- [The problem] Continue the passage on the phenomenological magnetocaloric model, starting after its last line.

- [Excerpted passage]
________________________________________

The graphical method commonly used to determine magnetocaloric parameters, such as the magnetic entropy maximum ($\mathsf{\Delta }{S}_M^{max}$), width at half-maximum ($\delta T^{FWHM}$), and temperature-averaged entropy change ($TEC$), are generally not precise enough. Therefore, in the following section, we use a phenomenological model that allows for more accurate estimates of these parameters. In particular, this model allows for the prediction of a material’s magnetocaloric effect from a single thermomagnetic measurement at low-applied magnetic fields, thus enhancing its utility.

A phenomenological model is used to simulate the relationship between magnetization and temperature. This simulation is performed assuming adiabatic conditions, under an applied magnetic field, and the model is tuned to closely match the experimental data. The relationship between magnetization, temperature changes, and $T_C$ can be described as follows [56]:

$$M\left(T\right)=\frac{(M_F-M_P)}{2}\tan \mathrm{h}\left[\alpha (T_C-T)\right]+T·\frac{dM}{dT}{|}_{T<T_C}+\beta$$

(1)

The parameters $\alpha$ and $\beta$ can be determined using the following equations:

$$\alpha =\frac{2(\frac{dM}{dT}{|}_{T<T_C}-\frac{dM}{dT}{|}_{T_C})}{M_F-M_P}$$

$$\beta =\frac{M_F+M_P}{2}-\frac{dM}{dT}{|}_{T<T_C}·T_C$$

where M${}_F$ represents the initial magnetization value around $T_C$ and M${}_P$ represents the final magnetization value at the same transition.

In Figure 5, it is evident that the magnetization variations in Sm${}_2$Ni${}_{17}$, as modelled and measured against temperature, show strong agreement. The experimental data are represented by (∗) in the figure, while the simulated magnetization is shown by the red line.

The magnetization sensitivity in the ordered magnetic state is represented by $\frac{dM}{dT}{|}_{T<TC}$, while at $T_C$ it is denoted by $\frac{dM}{dT}{|}_{TC}$.

To obtain $\mathsf{\Delta }{S}_M$ of a compound undergoing adiabatic variation of the external magnetic excitation from 0 to a final value of the internal magnetic field (${\mu }_0{H}_{max}$), the following equation can be used:

$$\mathsf{\Delta }{S}_M=-\alpha ·{\mu }_0{H}_{max}\frac{M_F-M_P}{2}{sech}^2\left[\left(\alpha (T_C-T)\right)\right]+(\frac{dM}{dT}{|}_{T<T_C})·{\mu }_0{H}_{max}$$

(2)

________________________________________

- [Dataset content]
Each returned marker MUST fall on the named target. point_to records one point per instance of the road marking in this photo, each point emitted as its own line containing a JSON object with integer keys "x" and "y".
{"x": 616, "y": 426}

________________________________________

- [Result]
Equation (2) indicates that a large observed $\mathsf{\Delta }{S}_M$ is due to the presence of high magnetization for $T<T_C$ and a rapid decrease in magnetization for $T=T_C$. Therefore, the maximum value of $\mathsf{\Delta }{S}_M$, denoted as $\mathsf{\Delta }{S}_M^{max}$, can be derived using Equation (2). At $T=T_C$, $\mathsf{\Delta }{S}_M$ is equivalent to $\mathsf{\Delta }{S}_M^{max}$, expressed as follows:

$$\mathsf{\Delta }{S}_M^{max}=(-\alpha \frac{(M_F-M_P)}{2}+(\frac{dM}{dT}{|}_{T<T_C})){\mu }_0{H}_{max}$$

Furthermore, the determination of the half-value width, $\delta T^{FWHM}$, of $\mathsf{\Delta }{S}_M$ can be determined using the following approach:

$$\delta T^{FWHM}=\frac{\alpha }{2}\mathrm{acsh}[{(\frac{2\alpha (M_F-M_P)}{2\left(\frac{dM}{dT}{|}_{T_C}\right)+\alpha (M_F-M_P)})}^{1/2}]$$

The relative cooling power ($RCP$) is a crucial parameter in the application of magnetocaloric materials, which is related to $\mathsf{\Delta }{S}_M^{max}$ and FWHM for the variation in $\mathsf{\Delta }{S}_M$ with temperature, as stated in [24].

The expression for $RCP$ is given by the following equation:

$$\begin{array}{c}RCP=\mathsf{\Delta }{S}_M^{max}·\delta T^{FWHM}=(-\alpha \frac{(M_F-M_P)}{2}+\frac{dM}{dT}{|}_{T<T_C})\hfill \\ \hfill \times \frac{\alpha }{2}\mathrm{acsh}[{(\frac{2\alpha (M_F-M_P)}{2\frac{dM}{dT}{|}_{T<T_C}+\alpha (M_F-M_P)})}^{1/2}]{\mu }_0{H}_{max}\end{array}$$

(3)

Using the phenomenological model, it is possible to calculate key parameters such as $\delta T^{FWHM}$, $\mathsf{\Delta }{S}_M^{max}$ and $RCP$ for Sm${}_2$Ni${}_{17}$ compounds while considering variations in the applied magnetic field.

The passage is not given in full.